** STATED EXERCISE **
Pull out every line of the items below that contains the string "small", matching case exactly.
--- start TASK INPUT ---
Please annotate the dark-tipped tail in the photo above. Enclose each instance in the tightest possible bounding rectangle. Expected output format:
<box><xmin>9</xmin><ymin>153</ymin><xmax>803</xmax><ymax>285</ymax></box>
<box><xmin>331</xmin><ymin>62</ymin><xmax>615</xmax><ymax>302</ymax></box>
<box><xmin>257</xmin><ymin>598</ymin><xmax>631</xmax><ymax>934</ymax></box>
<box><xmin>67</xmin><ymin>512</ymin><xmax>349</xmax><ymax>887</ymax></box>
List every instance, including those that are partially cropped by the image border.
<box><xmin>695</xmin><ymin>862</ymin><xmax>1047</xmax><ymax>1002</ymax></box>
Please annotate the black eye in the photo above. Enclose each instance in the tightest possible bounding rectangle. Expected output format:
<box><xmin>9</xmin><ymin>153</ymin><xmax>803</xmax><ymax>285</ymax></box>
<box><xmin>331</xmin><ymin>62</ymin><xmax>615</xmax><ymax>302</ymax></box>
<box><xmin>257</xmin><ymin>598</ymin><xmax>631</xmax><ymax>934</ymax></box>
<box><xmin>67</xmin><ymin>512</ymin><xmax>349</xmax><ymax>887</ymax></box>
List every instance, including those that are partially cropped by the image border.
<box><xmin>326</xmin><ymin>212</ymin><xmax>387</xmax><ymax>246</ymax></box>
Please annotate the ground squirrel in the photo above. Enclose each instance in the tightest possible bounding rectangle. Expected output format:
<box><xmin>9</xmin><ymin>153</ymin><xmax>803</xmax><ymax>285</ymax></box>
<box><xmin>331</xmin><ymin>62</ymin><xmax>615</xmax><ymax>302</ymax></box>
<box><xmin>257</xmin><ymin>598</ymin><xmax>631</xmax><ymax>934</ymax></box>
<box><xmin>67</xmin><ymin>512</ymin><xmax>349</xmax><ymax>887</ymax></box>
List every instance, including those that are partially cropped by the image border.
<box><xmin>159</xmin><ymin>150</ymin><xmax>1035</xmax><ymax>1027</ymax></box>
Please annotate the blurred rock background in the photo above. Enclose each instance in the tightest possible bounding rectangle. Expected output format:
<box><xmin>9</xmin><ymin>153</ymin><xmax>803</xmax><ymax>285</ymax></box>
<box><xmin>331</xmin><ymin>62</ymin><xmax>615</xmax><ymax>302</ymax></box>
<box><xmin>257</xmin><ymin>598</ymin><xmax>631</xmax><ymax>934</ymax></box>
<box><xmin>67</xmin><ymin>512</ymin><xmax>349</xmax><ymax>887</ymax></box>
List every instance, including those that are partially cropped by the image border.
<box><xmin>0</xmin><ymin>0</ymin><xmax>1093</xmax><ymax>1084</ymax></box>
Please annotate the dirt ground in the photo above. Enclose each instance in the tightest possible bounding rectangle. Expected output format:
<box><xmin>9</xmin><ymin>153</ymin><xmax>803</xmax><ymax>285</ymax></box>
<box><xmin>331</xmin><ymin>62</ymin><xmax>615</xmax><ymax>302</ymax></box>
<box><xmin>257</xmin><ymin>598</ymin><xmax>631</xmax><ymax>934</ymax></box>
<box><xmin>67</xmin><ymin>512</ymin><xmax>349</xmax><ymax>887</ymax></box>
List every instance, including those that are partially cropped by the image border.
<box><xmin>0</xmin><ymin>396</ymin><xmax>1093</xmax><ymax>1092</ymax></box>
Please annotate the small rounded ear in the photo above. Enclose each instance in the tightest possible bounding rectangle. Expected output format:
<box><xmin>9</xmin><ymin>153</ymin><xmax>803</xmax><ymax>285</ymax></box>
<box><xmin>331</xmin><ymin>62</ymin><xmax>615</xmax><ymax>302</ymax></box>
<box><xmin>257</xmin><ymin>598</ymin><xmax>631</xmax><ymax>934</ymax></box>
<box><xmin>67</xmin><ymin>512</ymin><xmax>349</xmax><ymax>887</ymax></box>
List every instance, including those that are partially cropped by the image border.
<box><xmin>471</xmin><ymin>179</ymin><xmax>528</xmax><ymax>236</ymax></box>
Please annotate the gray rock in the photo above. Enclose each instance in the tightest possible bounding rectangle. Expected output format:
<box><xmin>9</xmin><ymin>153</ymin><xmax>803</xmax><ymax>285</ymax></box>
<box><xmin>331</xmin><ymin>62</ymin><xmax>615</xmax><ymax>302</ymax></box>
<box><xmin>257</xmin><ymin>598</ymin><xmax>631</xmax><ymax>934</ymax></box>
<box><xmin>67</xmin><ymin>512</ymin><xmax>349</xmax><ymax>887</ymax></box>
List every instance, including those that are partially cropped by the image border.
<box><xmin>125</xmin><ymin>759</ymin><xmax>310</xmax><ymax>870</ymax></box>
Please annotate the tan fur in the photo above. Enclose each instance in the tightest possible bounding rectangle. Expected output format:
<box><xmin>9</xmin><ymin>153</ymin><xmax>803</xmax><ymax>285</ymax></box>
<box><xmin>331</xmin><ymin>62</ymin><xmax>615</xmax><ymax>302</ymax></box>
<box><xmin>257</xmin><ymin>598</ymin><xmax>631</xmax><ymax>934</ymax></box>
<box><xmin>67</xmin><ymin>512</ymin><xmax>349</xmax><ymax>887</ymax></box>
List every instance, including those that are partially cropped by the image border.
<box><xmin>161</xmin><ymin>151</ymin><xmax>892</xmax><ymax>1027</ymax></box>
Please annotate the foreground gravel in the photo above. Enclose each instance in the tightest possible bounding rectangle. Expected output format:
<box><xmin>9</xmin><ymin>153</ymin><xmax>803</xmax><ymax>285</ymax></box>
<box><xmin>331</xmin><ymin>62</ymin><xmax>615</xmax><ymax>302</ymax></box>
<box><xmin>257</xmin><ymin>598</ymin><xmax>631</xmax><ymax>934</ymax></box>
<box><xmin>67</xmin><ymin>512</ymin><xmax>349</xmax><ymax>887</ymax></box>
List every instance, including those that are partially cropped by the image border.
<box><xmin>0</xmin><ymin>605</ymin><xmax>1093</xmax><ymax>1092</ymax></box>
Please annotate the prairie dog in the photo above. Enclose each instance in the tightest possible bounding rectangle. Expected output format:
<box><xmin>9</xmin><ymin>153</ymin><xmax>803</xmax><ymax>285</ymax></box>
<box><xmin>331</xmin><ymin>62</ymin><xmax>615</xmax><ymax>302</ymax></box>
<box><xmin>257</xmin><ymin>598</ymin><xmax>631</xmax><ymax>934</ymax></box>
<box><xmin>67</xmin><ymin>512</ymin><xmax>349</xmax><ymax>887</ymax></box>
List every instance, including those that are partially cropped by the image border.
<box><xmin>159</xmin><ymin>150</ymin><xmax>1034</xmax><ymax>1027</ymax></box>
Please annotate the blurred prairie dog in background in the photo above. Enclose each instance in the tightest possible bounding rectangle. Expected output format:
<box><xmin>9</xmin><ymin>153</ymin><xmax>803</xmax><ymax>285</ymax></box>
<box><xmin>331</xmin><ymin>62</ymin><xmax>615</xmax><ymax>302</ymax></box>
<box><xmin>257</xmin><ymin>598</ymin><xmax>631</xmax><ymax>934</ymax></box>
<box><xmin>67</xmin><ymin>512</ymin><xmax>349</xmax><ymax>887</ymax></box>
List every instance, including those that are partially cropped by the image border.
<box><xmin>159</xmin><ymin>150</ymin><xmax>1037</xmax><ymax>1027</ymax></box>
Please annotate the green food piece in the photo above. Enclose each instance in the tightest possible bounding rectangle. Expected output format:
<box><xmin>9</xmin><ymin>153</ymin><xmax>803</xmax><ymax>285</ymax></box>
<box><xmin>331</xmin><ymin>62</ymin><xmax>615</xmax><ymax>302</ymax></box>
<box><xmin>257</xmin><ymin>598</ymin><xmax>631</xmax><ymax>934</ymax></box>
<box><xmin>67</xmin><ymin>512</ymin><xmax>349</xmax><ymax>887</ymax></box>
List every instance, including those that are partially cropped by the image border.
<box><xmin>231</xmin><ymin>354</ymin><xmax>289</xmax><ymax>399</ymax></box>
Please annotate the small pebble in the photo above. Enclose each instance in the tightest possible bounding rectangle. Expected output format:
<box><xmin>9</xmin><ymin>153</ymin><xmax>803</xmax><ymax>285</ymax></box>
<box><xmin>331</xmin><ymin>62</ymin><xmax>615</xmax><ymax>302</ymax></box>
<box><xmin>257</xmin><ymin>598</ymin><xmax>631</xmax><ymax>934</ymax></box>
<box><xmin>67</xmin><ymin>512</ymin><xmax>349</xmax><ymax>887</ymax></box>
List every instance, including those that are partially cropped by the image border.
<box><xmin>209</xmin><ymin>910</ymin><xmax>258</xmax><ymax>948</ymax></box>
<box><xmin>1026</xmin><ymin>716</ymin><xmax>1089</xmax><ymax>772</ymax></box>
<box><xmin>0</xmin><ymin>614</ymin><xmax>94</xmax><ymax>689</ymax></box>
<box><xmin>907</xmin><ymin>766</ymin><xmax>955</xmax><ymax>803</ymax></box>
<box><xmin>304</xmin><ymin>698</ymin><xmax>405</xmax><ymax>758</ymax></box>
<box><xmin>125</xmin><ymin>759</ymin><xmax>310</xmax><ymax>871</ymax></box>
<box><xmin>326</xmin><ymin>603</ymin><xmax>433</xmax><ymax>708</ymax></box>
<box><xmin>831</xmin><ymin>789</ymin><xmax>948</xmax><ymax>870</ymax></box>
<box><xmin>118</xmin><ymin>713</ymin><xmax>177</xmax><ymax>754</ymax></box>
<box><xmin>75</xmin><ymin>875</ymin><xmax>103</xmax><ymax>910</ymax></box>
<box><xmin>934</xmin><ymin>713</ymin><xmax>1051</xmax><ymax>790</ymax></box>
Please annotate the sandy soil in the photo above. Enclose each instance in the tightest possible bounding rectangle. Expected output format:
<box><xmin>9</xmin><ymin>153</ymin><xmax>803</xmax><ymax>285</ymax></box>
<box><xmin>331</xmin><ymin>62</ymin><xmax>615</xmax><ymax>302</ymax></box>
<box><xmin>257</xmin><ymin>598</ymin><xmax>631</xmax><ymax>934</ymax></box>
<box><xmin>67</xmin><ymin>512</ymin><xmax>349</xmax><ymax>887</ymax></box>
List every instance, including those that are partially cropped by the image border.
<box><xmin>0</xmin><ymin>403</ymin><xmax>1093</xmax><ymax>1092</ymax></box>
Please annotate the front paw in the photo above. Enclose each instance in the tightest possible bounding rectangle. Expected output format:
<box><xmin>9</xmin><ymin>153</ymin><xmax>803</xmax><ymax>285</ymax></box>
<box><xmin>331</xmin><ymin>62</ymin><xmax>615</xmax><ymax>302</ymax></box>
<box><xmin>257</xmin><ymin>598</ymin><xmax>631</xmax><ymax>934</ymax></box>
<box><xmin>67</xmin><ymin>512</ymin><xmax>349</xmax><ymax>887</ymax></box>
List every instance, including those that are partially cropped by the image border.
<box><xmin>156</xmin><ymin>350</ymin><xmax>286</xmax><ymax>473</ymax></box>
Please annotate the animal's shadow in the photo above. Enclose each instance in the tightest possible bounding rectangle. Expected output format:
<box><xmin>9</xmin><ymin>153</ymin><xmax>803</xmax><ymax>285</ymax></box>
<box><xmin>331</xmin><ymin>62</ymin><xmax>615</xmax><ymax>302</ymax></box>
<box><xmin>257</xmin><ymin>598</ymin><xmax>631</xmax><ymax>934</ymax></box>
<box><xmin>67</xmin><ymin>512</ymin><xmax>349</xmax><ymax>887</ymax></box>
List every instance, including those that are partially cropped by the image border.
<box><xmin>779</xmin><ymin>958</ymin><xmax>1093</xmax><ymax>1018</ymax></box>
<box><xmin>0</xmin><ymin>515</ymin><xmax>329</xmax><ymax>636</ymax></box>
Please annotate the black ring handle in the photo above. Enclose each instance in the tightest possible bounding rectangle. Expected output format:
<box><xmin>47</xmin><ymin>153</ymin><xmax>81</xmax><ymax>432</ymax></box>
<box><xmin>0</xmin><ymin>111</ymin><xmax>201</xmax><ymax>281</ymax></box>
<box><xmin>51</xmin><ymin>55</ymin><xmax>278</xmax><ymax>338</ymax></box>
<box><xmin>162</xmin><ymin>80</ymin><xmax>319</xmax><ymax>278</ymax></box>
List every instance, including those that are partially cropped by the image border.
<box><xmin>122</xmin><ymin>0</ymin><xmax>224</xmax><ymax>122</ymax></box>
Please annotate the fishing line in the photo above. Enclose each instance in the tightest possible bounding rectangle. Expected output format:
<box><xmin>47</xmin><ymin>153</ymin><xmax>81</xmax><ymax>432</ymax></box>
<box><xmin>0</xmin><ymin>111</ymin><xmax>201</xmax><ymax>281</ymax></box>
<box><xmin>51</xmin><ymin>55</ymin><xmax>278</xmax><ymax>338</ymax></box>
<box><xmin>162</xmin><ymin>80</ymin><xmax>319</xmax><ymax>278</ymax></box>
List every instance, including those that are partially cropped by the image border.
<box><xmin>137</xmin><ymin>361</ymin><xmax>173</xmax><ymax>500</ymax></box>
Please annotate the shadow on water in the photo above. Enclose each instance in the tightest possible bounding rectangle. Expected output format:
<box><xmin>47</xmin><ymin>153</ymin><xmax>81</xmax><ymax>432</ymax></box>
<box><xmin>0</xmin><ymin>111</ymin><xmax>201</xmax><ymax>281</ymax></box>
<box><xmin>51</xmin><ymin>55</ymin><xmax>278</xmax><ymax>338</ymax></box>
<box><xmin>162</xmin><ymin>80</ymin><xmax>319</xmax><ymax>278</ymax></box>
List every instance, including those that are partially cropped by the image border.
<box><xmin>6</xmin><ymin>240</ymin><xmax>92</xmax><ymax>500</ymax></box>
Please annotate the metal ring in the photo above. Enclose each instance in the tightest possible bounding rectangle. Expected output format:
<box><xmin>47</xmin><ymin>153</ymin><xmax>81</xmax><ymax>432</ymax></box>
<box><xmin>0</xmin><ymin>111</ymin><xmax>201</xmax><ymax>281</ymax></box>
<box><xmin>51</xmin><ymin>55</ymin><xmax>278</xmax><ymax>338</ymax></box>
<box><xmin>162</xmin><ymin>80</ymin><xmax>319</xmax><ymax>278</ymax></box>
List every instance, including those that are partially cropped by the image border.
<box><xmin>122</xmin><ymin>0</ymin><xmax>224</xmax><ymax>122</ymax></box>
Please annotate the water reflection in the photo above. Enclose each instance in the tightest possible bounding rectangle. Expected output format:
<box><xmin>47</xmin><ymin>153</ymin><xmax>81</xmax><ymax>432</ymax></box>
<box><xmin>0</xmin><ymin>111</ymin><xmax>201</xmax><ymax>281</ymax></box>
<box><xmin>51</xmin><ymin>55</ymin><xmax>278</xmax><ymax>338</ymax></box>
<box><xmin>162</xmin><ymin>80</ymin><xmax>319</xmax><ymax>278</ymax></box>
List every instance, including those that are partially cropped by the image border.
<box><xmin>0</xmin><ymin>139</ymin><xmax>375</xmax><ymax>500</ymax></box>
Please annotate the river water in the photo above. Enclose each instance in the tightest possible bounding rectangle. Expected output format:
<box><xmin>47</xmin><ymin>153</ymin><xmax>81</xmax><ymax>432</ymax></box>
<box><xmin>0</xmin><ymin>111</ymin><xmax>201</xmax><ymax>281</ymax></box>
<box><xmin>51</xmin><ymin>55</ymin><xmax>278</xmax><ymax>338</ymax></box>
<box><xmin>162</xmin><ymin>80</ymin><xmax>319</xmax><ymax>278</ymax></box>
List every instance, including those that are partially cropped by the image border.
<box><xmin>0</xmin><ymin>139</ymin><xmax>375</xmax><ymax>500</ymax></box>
--- end TASK INPUT ---
** COMPLETE RESPONSE **
Please annotate the small rounded ear in the photo above. Enclose each instance in the tightest possible bounding rectangle. Expected output format:
Please annotate the small pebble in the photo above. Enclose each instance in the tightest possible bounding rectangle. Expected output format:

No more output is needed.